DOCUMENT EXCERPT:
Content starts
I was sitting in my Chinese class one day, when I realized just how insidious heteronormativity truly is, even on a campus like Mount Holyoke. No, really. Here's what happened.
On the projector in front of us, there was an English sentence that the class, together, was to translate into Mandarin. It referenced a man who was married, but we had not yet learned the verb “to be married”. Instead, the teacher directed us, translate it non-literally. Translate it to say that he has a wife.
A man with a wife.
I cringed internally and said nothing. I remained silent because I am used to it, I remained silent because I have spent years bracing myself against the unthinkingly hurtful comments made by those around me. It starts from a young age; I’m five or six years old and hear my grandparents saying, “I bet when you grow up, you’ll have boys coming out of the woodwork for you!” and a little later hearing that dreaded question, “Do you have a boyfriend?”
it implied that my future had to include a male significant other. Did that mean that if I wasn't in a hetero- relationship, that I had no future? At the very least, that is the conclusion that I, however unconsciously, came to.
I internalized heteronormativity– the worldview that heterosexuality is inherently the most natural, normal, assumed sexuality– so deeply that even as I developed harmless, and later intense crushes in girls, it didn’t occur to me that these crushes were even real. I was entirely used to thinking of “real” crushes as heterosexual, and this was reinforced by popular culture. From Katy Perry’s song “I Kissed a Girl”, which trivializes lesbian relationships, to the sexualization and fetishization of gay men in the media, the only representation of non-hetero relationships was stereotyped and skewed.
No one wants to be a stereotype. I think that, along with many other things, that was part of the reason that it took me so long to “come out”, even to myself. I, of course, never wanted to be a fetish, a stereotype, and I didn’t want to engage the sort of superficial “experimental” relationship that Katy Perry sang about. By the way the media talked, and still talks, about relationships that aren’t hetero, this is what they say.
Content ends
DATASET:
Content starts
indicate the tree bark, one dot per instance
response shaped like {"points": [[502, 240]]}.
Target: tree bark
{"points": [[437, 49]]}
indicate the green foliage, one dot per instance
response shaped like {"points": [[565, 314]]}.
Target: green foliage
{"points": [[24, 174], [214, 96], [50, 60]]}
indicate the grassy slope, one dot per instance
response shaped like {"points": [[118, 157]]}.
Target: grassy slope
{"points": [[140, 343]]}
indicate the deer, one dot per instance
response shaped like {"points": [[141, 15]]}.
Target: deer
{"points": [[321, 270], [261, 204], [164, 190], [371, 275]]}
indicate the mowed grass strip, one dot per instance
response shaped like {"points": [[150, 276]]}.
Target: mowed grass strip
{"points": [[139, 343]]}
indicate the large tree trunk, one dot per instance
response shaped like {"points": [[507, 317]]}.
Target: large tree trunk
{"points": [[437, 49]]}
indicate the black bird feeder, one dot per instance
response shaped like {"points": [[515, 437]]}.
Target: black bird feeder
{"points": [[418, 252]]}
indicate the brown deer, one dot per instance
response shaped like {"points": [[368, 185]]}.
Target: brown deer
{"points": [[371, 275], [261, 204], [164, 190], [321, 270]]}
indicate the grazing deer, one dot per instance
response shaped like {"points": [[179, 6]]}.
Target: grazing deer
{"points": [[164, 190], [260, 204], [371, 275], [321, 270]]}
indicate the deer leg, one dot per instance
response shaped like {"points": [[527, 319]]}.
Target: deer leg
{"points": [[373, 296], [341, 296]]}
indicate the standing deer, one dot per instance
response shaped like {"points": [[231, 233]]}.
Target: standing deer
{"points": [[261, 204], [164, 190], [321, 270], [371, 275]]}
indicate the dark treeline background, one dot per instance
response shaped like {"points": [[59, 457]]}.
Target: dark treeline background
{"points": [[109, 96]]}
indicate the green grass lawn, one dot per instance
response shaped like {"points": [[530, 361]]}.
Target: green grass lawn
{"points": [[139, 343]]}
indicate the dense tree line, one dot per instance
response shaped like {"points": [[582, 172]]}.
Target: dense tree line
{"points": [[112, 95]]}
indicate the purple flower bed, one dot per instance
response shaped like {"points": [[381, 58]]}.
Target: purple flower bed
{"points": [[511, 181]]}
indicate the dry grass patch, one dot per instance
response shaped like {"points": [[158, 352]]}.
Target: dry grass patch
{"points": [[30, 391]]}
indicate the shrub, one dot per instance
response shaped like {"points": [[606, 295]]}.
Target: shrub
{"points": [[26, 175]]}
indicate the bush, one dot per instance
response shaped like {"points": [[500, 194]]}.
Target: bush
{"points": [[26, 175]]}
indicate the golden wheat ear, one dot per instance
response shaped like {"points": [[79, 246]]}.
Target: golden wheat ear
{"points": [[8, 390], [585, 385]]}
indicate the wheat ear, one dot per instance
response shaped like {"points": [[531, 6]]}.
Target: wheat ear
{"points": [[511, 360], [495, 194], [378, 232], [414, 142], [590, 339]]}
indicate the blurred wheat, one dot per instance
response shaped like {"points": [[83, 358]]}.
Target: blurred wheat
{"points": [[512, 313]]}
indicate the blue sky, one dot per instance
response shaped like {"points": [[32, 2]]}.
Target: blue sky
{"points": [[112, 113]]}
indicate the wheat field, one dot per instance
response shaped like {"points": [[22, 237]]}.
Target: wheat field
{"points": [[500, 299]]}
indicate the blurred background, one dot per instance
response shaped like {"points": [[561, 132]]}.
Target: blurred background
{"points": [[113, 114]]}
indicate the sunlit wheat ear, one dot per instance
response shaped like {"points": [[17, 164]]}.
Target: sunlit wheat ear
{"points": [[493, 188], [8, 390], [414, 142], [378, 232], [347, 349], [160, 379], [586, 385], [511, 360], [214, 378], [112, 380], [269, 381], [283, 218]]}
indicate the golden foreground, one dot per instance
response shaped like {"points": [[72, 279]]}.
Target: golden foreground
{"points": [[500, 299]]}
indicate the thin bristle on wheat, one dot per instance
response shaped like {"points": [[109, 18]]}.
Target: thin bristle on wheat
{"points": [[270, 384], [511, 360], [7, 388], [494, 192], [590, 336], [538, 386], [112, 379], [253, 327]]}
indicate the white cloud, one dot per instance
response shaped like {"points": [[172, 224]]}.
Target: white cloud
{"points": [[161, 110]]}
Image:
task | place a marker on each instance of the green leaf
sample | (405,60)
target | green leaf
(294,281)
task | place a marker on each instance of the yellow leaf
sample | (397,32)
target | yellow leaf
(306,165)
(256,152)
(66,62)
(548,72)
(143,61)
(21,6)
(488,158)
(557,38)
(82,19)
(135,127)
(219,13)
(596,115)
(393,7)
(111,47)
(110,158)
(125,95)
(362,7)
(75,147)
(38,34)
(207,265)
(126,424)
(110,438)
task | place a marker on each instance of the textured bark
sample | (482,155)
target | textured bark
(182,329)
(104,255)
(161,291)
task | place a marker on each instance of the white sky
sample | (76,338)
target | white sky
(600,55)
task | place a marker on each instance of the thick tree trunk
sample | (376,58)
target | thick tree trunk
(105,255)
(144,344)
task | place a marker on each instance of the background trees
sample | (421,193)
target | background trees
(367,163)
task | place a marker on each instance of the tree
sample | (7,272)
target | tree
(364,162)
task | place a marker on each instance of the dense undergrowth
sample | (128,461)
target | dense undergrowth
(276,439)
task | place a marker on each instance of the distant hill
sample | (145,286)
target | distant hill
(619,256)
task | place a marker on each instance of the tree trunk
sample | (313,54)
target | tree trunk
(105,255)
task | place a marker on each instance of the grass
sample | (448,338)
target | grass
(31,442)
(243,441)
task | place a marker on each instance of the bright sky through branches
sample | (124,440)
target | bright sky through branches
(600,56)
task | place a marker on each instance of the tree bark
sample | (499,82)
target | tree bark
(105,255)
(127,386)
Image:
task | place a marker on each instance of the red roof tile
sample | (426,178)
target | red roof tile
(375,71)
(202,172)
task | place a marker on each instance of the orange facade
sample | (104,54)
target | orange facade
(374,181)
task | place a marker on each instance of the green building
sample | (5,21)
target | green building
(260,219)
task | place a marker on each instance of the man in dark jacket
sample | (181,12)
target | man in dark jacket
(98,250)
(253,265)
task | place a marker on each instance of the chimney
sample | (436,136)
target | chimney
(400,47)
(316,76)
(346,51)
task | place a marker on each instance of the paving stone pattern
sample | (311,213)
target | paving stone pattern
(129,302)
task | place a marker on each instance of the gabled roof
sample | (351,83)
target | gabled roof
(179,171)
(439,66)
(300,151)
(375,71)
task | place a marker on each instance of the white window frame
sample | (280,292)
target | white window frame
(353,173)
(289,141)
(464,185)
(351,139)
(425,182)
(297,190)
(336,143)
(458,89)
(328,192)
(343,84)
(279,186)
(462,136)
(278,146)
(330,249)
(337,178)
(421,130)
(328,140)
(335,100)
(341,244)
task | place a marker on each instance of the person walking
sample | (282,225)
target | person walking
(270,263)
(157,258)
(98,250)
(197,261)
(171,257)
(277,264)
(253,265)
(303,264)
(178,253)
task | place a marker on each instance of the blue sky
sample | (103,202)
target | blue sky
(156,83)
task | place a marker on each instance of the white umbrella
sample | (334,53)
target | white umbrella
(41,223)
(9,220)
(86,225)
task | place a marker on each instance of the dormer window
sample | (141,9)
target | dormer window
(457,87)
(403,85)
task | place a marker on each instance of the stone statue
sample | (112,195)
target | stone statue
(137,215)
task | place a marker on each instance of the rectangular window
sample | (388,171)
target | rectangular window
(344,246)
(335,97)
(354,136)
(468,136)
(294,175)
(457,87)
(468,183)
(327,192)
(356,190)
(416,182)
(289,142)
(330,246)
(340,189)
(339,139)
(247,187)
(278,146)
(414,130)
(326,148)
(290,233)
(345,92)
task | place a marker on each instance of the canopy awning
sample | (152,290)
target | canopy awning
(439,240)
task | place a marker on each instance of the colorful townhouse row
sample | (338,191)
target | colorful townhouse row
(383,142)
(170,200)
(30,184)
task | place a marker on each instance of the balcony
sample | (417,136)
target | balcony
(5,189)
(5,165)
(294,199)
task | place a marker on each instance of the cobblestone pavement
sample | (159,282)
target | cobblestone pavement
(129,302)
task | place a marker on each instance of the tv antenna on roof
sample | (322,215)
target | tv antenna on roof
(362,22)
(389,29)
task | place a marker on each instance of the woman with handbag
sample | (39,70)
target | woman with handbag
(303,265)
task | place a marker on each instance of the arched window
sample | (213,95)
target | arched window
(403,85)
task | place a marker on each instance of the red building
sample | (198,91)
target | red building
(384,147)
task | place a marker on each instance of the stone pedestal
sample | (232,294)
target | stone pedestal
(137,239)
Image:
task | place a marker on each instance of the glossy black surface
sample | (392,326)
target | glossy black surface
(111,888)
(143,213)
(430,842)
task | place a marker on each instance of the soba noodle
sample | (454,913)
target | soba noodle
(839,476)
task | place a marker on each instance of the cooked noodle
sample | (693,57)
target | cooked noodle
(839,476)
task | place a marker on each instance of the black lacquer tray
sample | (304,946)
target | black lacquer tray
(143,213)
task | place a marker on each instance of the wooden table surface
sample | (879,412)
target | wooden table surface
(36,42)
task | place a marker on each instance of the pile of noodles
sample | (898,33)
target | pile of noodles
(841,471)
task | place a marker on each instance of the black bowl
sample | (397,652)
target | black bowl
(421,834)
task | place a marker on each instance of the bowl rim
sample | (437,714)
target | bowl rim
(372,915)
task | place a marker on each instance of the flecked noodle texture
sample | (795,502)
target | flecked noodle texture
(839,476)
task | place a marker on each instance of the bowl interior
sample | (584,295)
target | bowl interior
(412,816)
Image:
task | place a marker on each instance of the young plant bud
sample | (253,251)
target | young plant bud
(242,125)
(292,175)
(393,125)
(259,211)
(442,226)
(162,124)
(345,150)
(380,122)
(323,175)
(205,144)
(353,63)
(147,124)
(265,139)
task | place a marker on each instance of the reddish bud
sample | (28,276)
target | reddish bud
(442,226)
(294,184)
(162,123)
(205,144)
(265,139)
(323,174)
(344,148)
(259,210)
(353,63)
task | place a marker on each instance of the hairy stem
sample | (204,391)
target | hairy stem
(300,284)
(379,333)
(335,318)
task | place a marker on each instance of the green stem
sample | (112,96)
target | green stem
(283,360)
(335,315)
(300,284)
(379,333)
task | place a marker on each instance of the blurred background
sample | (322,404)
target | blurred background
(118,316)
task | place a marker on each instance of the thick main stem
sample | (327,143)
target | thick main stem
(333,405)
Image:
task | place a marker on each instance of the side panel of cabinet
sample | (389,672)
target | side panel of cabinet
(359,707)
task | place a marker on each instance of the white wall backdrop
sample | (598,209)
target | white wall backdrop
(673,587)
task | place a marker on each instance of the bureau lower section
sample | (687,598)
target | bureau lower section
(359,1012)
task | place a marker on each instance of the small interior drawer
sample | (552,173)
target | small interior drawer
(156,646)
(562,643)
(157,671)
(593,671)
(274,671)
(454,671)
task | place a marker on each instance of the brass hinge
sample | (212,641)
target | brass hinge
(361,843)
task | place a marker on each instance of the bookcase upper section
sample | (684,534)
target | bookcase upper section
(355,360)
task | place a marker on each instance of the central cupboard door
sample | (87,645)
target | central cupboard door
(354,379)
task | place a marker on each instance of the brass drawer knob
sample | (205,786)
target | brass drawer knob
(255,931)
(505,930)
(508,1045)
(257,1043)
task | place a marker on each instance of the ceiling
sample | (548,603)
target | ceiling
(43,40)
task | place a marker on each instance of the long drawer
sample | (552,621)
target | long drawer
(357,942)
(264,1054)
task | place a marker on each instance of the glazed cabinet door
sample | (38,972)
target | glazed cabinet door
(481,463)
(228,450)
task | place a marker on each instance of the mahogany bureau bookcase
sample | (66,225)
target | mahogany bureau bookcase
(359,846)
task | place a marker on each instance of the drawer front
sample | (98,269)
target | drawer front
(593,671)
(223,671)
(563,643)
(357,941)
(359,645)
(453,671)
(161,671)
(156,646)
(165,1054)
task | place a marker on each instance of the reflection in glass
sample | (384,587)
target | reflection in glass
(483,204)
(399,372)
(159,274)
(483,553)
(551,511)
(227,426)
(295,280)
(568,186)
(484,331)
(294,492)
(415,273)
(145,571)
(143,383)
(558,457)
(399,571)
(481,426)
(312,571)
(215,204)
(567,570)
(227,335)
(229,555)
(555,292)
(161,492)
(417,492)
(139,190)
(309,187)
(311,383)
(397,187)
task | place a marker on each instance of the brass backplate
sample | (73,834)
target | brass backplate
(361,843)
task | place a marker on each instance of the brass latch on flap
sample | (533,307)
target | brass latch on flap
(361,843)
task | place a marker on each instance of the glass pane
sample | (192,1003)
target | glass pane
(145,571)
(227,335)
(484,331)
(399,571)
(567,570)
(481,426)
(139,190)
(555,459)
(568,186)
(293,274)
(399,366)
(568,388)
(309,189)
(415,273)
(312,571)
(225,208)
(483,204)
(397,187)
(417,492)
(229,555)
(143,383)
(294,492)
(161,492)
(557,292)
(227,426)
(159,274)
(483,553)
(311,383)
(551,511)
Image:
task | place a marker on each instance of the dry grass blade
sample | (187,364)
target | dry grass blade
Content ends
PROBLEMS TO WORK ON:
[1] Which Katy Perry song does the essay on heteronormativity mention?
[2] Please change "projector" to "whiteboard" and write out everything from "On the projector" down to "has a wife." in the essay on heteronormativity.
[3] Write what comes next in the essay on heteronormativity, beginning after its final sentence.

ANSWERS FOR THIS EXERCISE:
[1] "I Kissed a Girl"

[2]
On the whiteboard in front of us, there was an English sentence that the class, together, was to translate into Mandarin. It referenced a man who was married, but we had not yet learned the verb “to be married”. Instead, the teacher directed us, translate it non-literally. Translate it to say that he has a wife.

[3]
I learned that I “had” to have a boyfriend, one of whom would later become my husband, in order to have a relationship at all. This had me convinced, for years, that I never wanted to get married at all– I later learned that I do, in fact, want to be married someday. To a woman, probably. Just because I’m not going to fall in love or have a committed relationship with a man, doesn’t mean I’m barred from doing so forever.
Still, this took me a long time to realize. I’m sure that deep down, I’m still realizing it, day by day. But this is why something as seemingly-harmless as a question of “do you have a boyfriend” or the translation of “being married” to “in a heterosexual union” is not harmless at all. It reinforces toxic assumptions that I and other have swallowed for too long. Something that stunted my ability to conceive of healthy, happy relationships for myself. Something that caused me years of self-hate and confusion that I have had to unlearn.
Casual heteronormativity is something that straight people may practice, and may even more often ignore. They don’t notice it because it normalizes something that they’d normally do anyway. But for me, and others like me, these simple incidents are a troubling reminder of a society that alienates an intrinsic part of who I am, and is still trying to turn me into someone I am not.